**EXTRACTED TEXT**
HAZELTON, W. Va. — The union representing about 600 workers at the Hazelton federal prisons says it is “irresponsible and unfounded” for accusations to be levied against them without an investigation.

Richard Heldreth, president of Local 420 of the Federation of Government Employees, also detailed violence at the facility last week that injured three workers and renewed calls for adequate staffing at Hazelton.

Last week, Congresswoman Eleanor Homes Norton, D-D.C., asked the U.S. Department of Justice Inspector General to investigate alleged mistreatment of D.C. Code inmates at the prison, as well as the deaths of two D.C. inmates at Hazelton this year.

BOP facilities at Hazelton include a high-security federal prison with minimum-security satellite camp, a medium-security federal correctional institution and a female facility. In addition to those convicted of federal crimes, D.C. code felons are housed at Hazelton.

Heldreth said in an email that, “the allegations of inmate abuse … are absurd and ridiculous!”

“It is irresponsible and insulting that these unfounded accusations against my staff have been put out there without any type of investigation or independent review. The agency that we work for takes allegations of inmates abuse very seriously, they will not hesitate to investigate, discipline and refer these allegations for prosecution,” Heldreth wrote.

“My staff risk their lives every day inside those facilities to provide for their families and keep the community and inmates safe … It should come as no surprise that convicted felons within a high security prison are not always that concerned with the truth,” he said.

In addition to the two deaths at Hazelton this year, “there have been hundreds more violent incidents than that, but staff had nothing to do with causing these incidents,” Heldreth said.

**THE TASK**
According to the article on the Hazelton prisons, how many workers does the union represent? The items that follow are not needed for the task about the article.

**DATASET**

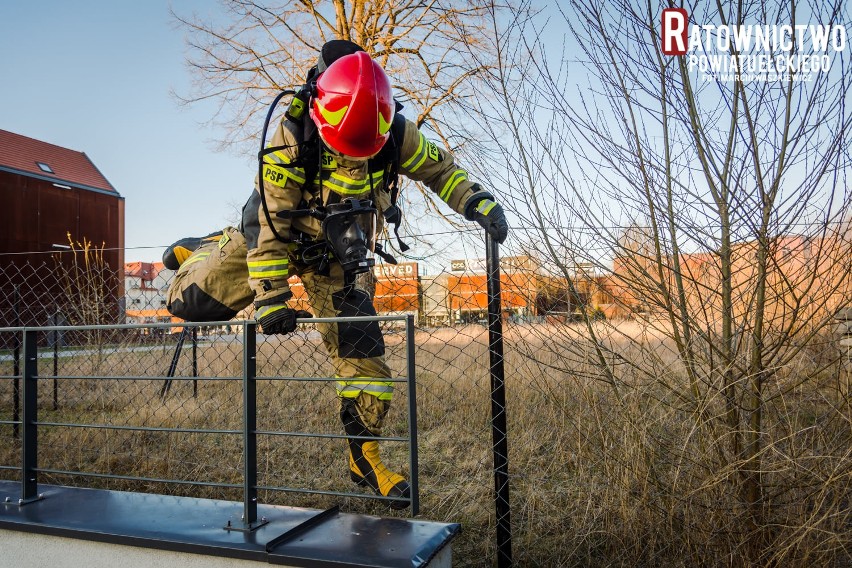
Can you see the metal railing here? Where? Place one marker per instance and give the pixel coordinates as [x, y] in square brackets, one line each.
[27, 425]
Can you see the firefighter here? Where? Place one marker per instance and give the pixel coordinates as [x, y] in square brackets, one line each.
[340, 158]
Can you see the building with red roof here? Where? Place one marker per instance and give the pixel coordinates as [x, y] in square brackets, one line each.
[54, 200]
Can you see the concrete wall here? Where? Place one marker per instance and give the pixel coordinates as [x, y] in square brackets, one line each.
[29, 550]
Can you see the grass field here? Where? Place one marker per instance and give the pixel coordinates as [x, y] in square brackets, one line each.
[613, 461]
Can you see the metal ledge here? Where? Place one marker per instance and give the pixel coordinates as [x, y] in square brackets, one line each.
[292, 536]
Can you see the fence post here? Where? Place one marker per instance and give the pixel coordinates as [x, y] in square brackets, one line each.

**WRITTEN ANSWER**
About 600 workers.